▸ PASSAGE FOR REVIEW:
--*--

BANGKOK - The Thai government's support measures and the passage of a delayed budget bill will help ease the economic blow from a new coronavirus, the country's central bank governor said on Tuesday.

It will take some time to assess the overall impact of the virus outbreak, which is hitting tourism and supply chains, Bank of Thailand Governor Veerathai Santiprabhob told reporters.

The Tourism Authority of Thailand expects the number of foreign tourists to fall by 5 million this year to about 35 million owning to the outbreak. Spending by foreign tourists accounted for no less than 11% of Thailand's GDP last year.

A 3.2 trillion baht ($102.47 billion) budget bill for the current fiscal year, delayed since Oct. 1, was approved last week by parliament and senate. 

"The good news is, the budget bill has passed... which will enable the government to inject money to help businesses and the economy," Veerathai said.

--*--

▸ TASK PROMPT: Reproduce the entire Bangkok news report on Thailand's budget and the coronavirus word for word.

--*--

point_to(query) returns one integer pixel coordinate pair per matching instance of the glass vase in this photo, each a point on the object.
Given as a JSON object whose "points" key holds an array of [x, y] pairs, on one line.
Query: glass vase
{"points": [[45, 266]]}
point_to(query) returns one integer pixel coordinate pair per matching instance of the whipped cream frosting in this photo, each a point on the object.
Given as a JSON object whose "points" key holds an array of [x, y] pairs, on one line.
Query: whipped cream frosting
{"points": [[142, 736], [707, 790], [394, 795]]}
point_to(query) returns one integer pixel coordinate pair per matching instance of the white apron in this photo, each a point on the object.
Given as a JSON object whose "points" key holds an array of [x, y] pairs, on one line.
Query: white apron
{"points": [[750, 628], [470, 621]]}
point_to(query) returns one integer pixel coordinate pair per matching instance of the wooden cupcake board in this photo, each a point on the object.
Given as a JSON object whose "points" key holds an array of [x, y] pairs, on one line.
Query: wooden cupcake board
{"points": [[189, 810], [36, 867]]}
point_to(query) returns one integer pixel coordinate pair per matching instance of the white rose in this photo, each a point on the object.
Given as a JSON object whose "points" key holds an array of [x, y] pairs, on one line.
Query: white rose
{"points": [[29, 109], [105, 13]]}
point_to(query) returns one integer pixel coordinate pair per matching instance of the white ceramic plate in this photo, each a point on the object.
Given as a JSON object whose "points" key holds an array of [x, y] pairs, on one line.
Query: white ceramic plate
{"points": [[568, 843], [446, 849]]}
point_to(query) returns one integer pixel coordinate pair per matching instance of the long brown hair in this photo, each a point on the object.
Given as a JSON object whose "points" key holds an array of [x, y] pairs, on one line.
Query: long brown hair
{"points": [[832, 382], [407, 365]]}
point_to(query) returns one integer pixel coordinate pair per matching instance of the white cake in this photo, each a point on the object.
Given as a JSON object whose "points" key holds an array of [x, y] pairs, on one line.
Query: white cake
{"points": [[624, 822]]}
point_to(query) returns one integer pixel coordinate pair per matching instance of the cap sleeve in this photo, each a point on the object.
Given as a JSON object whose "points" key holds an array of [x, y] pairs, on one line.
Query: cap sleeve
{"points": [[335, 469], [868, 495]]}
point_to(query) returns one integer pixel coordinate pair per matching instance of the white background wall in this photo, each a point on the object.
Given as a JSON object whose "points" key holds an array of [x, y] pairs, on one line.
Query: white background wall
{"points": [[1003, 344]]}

--*--

▸ OUTPUT OF THE TASK:
BANGKOK - The Thai government's support measures and the passage of a delayed budget bill will help ease the economic blow from a new coronavirus, the country's central bank governor said on Tuesday.

It will take some time to assess the overall impact of the virus outbreak, which is hitting tourism and supply chains, Bank of Thailand Governor Veerathai Santiprabhob told reporters.

The Tourism Authority of Thailand expects the number of foreign tourists to fall by 5 million this year to about 35 million owning to the outbreak. Spending by foreign tourists accounted for no less than 11% of Thailand's GDP last year.

A 3.2 trillion baht ($102.47 billion) budget bill for the current fiscal year, delayed since Oct. 1, was approved last week by parliament and senate. 

"The good news is, the budget bill has passed... which will enable the government to inject money to help businesses and the economy," Veerathai said.